* _ENUNCIADO 1_
Devolve, sem qualquer alteração, o trecho do texto sobre Ana Salazar que vai desde "Ana Salazar, pioneira" até "Nova de Lisboa)", inclusive.

* _TEXTO_
· · · · ·

2.4.10

Ana Salazar, pioneira da moda

Ana Salazar Outono/Inverno 2010/11 apresentada na 34ªedição ModaLisboa (Fotografia Rui Vasco), dia 12 de Março último, no Pateo da Galé, Terreiro do Paço. Título da Colecção «Depurar o excesso» - com jóias de Valentim Quaresma -ou uma outra forma de interpretar o Barroco no universo da criadora, sobre quem deixo aqui um texto publicado em Dezembro de 2008 na revista Faces de Eva 20, no interior da secção «Pioneiras» (edição da Colibri e universidade Nova de Lisboa)

Uma das nossas mais recentes conversas sobre o seu pioneirismo na moda e em Portugal levou-nos até à capital londrina e a esses anos muito marcantes do início da década de 70: «foram anos muito giros em Londres, talvez comece aí esta história...com os Beatles, a editora Apple, Carnaby Street». Mais importante do que as correntes, diz Ana Salazar, era a ousadia. «Ao contrário do que acontecia aqui em Portugal, onde as pessoas eram muito clássicas. Quando A Maçã abriu portas, as pessoas que se vestiam naquela loja - era um pouco toda a gente, passando pelos designers, e pelos artistas - ousavam realmente: vestiam as gangas todas rasgadas, com as lantejoulas, os veludos, os patchworks, aquelas camisas indianas e aqueles colares todos. E mulheres que eram normalmente muito clássicas, elas próprias sentiram desejo de mudança. Depois com a revolução de 74, pessoas que não tinham poder de compra começaram a aderir a essa situação. Foi uma época de democratização também na moda. Começou tudo a andar com aquele tipo de roupa. As pessoas que ficaram por cá, divertiram-se imenso».
Ana Salazar estreou-se no mundo da moda há 36 anos, quando abriu a sua primeira loja em Lisboa, na avenida da Igreja. Em perfeita sintonia com a onda londrina, A Maçã era uma espécie de oásis no novo bairro em construção de Alvalade. Ana tinha dado início a uma revolução antes da revolução. Não criava ainda roupa, mas as propostas de moda que seleccionava em Londres iam ao encontro de uma abertura que se começava a sentir aqui na maneira de vestir. Mas o que significa para ela ser chamada de pioneira? «É uma mulher que arranca com todo um processo que não era de todo conhecido até essa data, a essa mulher e numa determinada área.». Ou seja, no seu caso pessoal «isso é a história, foi uma coisa que aconteceu: a minha vontade e apetência por fazer moda. Depois penso que foi uma revista profissional - Profession textile (1)
- onde venho na capa, «La pionniére de la mode au Portugal», depois de estar em Paris havia uns dois ou três anos,. Isso acabou por vir a ter ecos aqui. O que aconteceu foi eu gostar de moda e ter conseguido fazer moda em Portugal.»

· · · · ·

(Registos de um conjunto de dados)
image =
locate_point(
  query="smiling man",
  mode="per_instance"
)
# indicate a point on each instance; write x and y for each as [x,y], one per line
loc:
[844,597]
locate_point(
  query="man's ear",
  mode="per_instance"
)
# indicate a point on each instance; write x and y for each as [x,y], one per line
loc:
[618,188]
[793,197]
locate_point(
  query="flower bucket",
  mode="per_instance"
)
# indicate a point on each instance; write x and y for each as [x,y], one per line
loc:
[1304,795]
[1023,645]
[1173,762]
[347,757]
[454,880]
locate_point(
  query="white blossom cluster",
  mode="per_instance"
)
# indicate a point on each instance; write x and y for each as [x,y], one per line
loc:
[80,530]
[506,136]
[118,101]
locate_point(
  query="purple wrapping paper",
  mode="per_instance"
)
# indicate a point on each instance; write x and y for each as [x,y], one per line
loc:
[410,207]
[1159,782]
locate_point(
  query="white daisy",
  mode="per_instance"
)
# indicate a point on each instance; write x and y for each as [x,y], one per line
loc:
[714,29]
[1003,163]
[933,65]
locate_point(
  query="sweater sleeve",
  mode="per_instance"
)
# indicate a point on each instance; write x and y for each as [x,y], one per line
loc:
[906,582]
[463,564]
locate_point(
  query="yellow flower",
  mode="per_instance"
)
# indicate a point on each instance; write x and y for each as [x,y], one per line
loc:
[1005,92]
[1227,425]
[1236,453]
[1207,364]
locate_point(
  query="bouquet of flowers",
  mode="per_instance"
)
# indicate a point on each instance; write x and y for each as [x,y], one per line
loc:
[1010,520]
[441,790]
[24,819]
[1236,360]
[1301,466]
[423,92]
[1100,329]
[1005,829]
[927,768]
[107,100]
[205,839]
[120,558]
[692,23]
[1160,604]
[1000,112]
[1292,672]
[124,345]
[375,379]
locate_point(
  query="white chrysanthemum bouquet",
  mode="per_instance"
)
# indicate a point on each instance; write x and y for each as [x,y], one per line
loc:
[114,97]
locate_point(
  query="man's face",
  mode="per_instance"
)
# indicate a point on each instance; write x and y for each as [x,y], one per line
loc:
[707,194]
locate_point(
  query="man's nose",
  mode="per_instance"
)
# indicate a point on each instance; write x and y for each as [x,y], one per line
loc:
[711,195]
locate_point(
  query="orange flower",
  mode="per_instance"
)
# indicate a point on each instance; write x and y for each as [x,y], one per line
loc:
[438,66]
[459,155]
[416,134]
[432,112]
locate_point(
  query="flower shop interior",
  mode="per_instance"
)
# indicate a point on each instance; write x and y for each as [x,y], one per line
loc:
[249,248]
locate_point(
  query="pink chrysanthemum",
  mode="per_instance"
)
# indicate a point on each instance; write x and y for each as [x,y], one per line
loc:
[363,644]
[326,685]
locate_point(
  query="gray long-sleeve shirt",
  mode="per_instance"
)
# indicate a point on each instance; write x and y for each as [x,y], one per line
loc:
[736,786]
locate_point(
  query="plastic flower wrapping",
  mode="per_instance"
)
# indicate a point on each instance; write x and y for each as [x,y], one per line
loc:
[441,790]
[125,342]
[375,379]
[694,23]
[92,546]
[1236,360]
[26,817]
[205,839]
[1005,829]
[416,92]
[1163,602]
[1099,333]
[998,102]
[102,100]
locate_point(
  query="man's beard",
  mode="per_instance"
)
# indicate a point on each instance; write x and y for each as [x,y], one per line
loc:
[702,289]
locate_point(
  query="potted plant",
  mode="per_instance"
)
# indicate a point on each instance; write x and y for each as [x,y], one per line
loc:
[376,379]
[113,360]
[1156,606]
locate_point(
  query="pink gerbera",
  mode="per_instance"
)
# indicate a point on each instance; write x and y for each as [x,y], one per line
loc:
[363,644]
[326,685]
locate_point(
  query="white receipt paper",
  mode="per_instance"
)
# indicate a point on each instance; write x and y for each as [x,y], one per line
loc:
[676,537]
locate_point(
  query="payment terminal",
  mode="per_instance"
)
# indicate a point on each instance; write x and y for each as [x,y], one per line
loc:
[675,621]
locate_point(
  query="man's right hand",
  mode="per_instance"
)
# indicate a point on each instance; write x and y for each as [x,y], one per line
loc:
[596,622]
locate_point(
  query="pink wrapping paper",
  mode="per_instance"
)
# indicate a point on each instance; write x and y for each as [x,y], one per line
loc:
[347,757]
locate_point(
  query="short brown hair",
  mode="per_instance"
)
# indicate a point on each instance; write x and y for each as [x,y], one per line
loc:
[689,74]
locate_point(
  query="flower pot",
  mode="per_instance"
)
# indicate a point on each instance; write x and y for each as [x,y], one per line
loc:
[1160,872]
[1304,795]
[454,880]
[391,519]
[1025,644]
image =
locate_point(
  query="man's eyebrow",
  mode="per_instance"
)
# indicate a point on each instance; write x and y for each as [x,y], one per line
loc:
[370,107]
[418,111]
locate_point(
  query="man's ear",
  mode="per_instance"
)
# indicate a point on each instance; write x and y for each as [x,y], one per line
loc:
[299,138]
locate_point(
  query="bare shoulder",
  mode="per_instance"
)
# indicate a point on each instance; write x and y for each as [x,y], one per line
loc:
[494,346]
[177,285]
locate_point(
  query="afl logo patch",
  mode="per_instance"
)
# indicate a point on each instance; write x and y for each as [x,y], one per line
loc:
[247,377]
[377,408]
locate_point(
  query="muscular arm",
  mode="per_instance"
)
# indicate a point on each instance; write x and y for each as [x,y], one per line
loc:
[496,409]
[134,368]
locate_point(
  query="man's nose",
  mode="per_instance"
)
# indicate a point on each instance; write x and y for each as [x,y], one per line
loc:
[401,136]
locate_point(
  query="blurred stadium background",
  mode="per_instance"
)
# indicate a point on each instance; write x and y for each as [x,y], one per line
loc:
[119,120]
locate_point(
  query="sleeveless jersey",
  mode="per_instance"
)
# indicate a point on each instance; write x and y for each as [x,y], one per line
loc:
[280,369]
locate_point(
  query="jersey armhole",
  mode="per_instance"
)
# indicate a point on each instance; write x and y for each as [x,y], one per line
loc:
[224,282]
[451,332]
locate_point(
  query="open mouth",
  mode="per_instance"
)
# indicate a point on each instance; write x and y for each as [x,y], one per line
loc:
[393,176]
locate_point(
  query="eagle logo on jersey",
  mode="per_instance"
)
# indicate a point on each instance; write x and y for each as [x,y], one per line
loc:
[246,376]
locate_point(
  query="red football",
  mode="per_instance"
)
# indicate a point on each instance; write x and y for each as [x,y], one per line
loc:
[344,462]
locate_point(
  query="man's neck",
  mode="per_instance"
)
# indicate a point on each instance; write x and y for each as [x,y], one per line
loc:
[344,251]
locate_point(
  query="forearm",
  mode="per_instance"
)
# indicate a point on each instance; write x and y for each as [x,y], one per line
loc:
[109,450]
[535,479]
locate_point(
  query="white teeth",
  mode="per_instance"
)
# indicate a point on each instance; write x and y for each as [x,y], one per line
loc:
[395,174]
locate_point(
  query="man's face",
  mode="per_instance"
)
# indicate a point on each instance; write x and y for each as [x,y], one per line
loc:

· · · · ·

* _ENUNCIADO 2_
Reúne todas as linhas dos registos acima em que aparece a palavra "wrapping", copiando cada uma tal como está.

* _RESPOSTA CORRETA 1_
Ana Salazar, pioneira da moda

Ana Salazar Outono/Inverno 2010/11 apresentada na 34ªedição ModaLisboa (Fotografia Rui Vasco), dia 12 de Março último, no Pateo da Galé, Terreiro do Paço. Título da Colecção «Depurar o excesso» - com jóias de Valentim Quaresma -ou uma outra forma de interpretar o Barroco no universo da criadora, sobre quem deixo aqui um texto publicado em Dezembro de 2008 na revista Faces de Eva 20, no interior da secção «Pioneiras» (edição da Colibri e universidade Nova de Lisboa)

* _RESPOSTA CORRETA 2_
  query="purple wrapping paper",
  query="plastic flower wrapping",
  query="pink wrapping paper",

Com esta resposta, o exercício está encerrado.